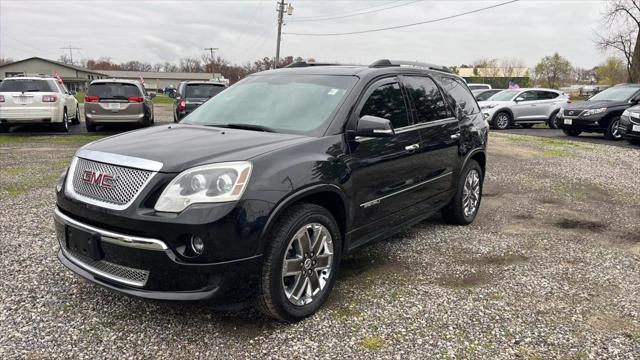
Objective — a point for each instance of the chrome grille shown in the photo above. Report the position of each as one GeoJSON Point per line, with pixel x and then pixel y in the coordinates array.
{"type": "Point", "coordinates": [109, 270]}
{"type": "Point", "coordinates": [126, 183]}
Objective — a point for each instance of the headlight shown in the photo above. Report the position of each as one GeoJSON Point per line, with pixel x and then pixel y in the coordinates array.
{"type": "Point", "coordinates": [205, 184]}
{"type": "Point", "coordinates": [594, 111]}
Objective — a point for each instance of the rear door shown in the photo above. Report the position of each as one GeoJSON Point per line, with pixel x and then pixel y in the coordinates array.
{"type": "Point", "coordinates": [385, 171]}
{"type": "Point", "coordinates": [439, 132]}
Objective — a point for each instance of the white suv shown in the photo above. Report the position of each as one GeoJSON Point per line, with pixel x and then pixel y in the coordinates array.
{"type": "Point", "coordinates": [39, 100]}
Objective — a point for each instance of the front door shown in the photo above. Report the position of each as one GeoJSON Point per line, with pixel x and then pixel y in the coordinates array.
{"type": "Point", "coordinates": [385, 171]}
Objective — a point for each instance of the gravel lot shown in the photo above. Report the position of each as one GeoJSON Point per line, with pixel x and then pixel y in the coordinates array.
{"type": "Point", "coordinates": [550, 269]}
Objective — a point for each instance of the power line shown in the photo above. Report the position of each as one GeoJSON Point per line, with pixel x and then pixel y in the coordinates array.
{"type": "Point", "coordinates": [356, 14]}
{"type": "Point", "coordinates": [348, 12]}
{"type": "Point", "coordinates": [405, 25]}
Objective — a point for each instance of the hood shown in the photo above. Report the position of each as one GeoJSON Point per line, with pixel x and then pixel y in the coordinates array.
== == ==
- **TASK INSTRUCTIONS**
What is needed is every record above, restated word for word, with the pictures left out.

- **WRITTEN REPLY**
Objective — a point for each instance of the chrome grille shown in the photo above. Report the position of each as one GeoJSON Point per line, with pixel x and then pixel y in the coordinates array.
{"type": "Point", "coordinates": [109, 270]}
{"type": "Point", "coordinates": [126, 183]}
Objective — a point for each instance of the headlight shown in the photo above. Report the position of each as one GeoJSON Point per line, with pixel x and then pixel y in the coordinates array.
{"type": "Point", "coordinates": [205, 184]}
{"type": "Point", "coordinates": [594, 111]}
Objective — a point for each instance of the rear door shown in the photo above. Report the position of each as one GeoJSON Point per line, with pixel x and then pixel y in the coordinates array.
{"type": "Point", "coordinates": [385, 171]}
{"type": "Point", "coordinates": [439, 132]}
Objective — a point for each instance of the white suv shown in the photo above. Report the position of each as one GeoJSON Point per line, with pixel x and then pixel y in the coordinates array.
{"type": "Point", "coordinates": [39, 100]}
Objective — a point for each instance of the front door shown in the photo above. Report the position of each as one GeoJSON Point per line, with pixel x and then pixel y in the coordinates array.
{"type": "Point", "coordinates": [385, 171]}
Objective — a point for each instance of the gravel lot shown in the photo above. Report the position of each as one GeoJSON Point per line, with pixel x and then pixel y in the coordinates array.
{"type": "Point", "coordinates": [550, 269]}
Objective — a point for each instance of the power line shown in the photo above. Report the position of each as one GeoJSON Point per line, with pixel x and then pixel y in the coordinates array.
{"type": "Point", "coordinates": [356, 14]}
{"type": "Point", "coordinates": [348, 12]}
{"type": "Point", "coordinates": [405, 25]}
Objective — a point for each instance of the hood shown in the photo above. Report the position of each as one GeoJSON Point per line, with pixel x and then pixel y in the coordinates array.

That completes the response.